## start TASK INPUT

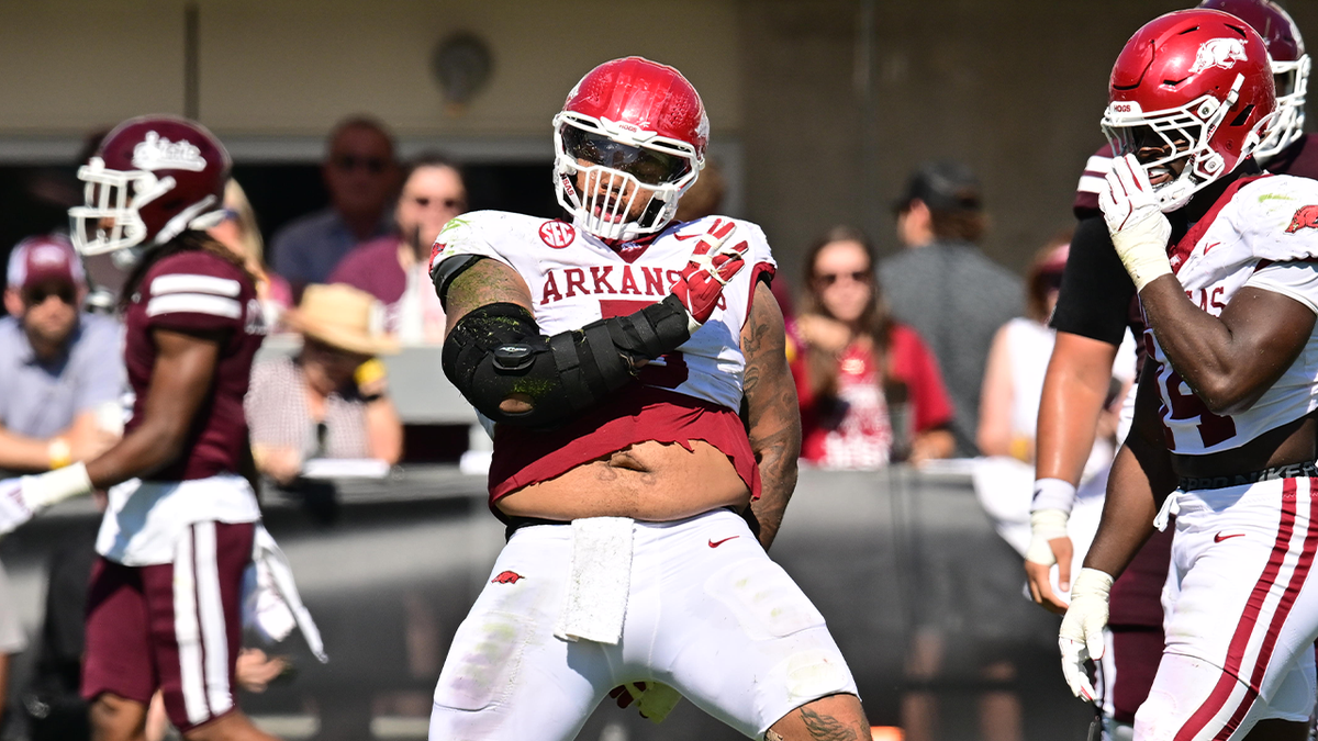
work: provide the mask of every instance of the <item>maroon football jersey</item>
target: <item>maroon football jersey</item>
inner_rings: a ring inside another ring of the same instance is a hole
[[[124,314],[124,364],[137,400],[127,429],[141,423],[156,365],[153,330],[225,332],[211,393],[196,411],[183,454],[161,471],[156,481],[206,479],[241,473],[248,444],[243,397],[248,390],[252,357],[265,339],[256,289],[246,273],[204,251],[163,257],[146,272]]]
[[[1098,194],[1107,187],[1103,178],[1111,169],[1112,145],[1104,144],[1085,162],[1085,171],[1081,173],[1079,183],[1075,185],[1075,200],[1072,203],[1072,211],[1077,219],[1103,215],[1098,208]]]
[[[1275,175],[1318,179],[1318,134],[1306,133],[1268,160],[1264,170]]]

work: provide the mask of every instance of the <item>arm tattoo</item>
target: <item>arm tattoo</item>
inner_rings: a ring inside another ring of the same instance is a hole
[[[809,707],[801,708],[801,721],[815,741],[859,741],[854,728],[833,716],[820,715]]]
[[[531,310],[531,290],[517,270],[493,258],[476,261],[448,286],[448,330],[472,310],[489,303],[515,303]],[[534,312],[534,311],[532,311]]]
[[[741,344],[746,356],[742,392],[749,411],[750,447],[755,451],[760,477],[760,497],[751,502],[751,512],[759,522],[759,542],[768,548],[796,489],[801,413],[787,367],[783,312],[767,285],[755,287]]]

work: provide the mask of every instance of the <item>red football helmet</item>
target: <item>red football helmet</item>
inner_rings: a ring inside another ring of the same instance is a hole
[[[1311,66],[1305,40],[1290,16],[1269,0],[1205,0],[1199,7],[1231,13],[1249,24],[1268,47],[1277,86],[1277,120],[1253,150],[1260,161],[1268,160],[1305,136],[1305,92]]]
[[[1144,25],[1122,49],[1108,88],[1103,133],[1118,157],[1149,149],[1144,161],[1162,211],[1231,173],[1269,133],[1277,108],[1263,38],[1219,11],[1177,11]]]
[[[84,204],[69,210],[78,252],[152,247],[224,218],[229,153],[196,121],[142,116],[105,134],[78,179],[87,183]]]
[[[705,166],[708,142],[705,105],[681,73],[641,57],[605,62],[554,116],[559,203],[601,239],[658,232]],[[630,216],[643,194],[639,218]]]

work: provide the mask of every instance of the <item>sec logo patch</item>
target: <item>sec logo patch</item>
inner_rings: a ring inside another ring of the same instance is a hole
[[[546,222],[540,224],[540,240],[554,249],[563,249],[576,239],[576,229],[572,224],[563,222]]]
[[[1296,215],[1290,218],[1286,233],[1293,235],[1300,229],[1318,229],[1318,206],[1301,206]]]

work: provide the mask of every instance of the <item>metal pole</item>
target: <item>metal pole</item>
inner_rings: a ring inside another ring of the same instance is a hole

## end TASK INPUT

PROMPT:
Change every "instance" in the material above to "object" and keep everything else the same. Write out the lines again, leaving out the pictures.

SOLUTION:
work: provide the mask of every object of the <item>maroon football jersey</item>
target: <item>maroon football jersey</item>
inner_rings: a ring inside another ring of the same object is a hole
[[[124,314],[124,364],[137,400],[127,429],[141,423],[156,365],[153,330],[225,332],[211,393],[196,411],[183,454],[161,471],[156,481],[206,479],[241,473],[248,444],[243,397],[248,390],[252,357],[265,339],[256,289],[246,273],[204,251],[163,257],[146,272]]]
[[[1098,194],[1107,187],[1103,178],[1111,169],[1112,145],[1104,144],[1085,162],[1085,171],[1081,173],[1079,183],[1075,185],[1075,200],[1072,203],[1072,211],[1077,219],[1103,215],[1098,208]]]
[[[1275,175],[1318,179],[1318,134],[1306,133],[1268,160],[1264,170]]]

work: provide the mask of every object of the <item>arm tattoo</item>
target: <item>arm tattoo</item>
inner_rings: a ring inside another ring of the same object is a hole
[[[809,707],[801,708],[801,721],[815,741],[859,741],[854,728],[833,716],[820,715]]]
[[[531,310],[531,290],[517,270],[493,258],[476,261],[448,286],[448,330],[472,310],[489,303],[515,303]],[[534,312],[534,311],[532,311]]]
[[[741,344],[746,356],[742,392],[749,411],[750,447],[755,451],[760,477],[760,497],[751,502],[751,512],[759,522],[759,542],[768,548],[796,489],[801,413],[787,367],[783,312],[767,285],[755,287]]]

work: provide the mask of every object of the <item>red football helmet</item>
target: <item>red football helmet</item>
inner_rings: a ring inside another ring of the same object is a hole
[[[1311,66],[1305,40],[1290,16],[1269,0],[1205,0],[1199,7],[1231,13],[1249,24],[1268,47],[1277,86],[1277,120],[1253,150],[1260,161],[1268,160],[1305,136],[1305,92]]]
[[[1144,25],[1122,49],[1108,88],[1103,133],[1118,157],[1149,149],[1144,161],[1162,211],[1231,173],[1269,133],[1277,108],[1263,38],[1219,11],[1177,11]]]
[[[84,204],[69,210],[78,252],[152,247],[224,218],[229,153],[196,121],[142,116],[105,134],[78,179],[87,183]]]
[[[705,166],[708,142],[705,105],[681,73],[641,57],[605,62],[554,116],[559,203],[601,239],[658,232]],[[630,216],[643,194],[639,218]]]

work: provide the mask of every object of the <item>sec logo patch</item>
target: <item>sec logo patch</item>
inner_rings: a ring inside another ring of the same object is a hole
[[[546,222],[540,224],[540,240],[554,249],[563,249],[576,239],[576,229],[572,224],[563,222]]]
[[[1296,215],[1290,218],[1286,233],[1293,235],[1300,229],[1318,229],[1318,206],[1301,206]]]

work: provide the mask of every object of the <item>metal pole</item>
target: <item>metal pole</item>
inner_rings: a ring inside another ring of the same object is a hole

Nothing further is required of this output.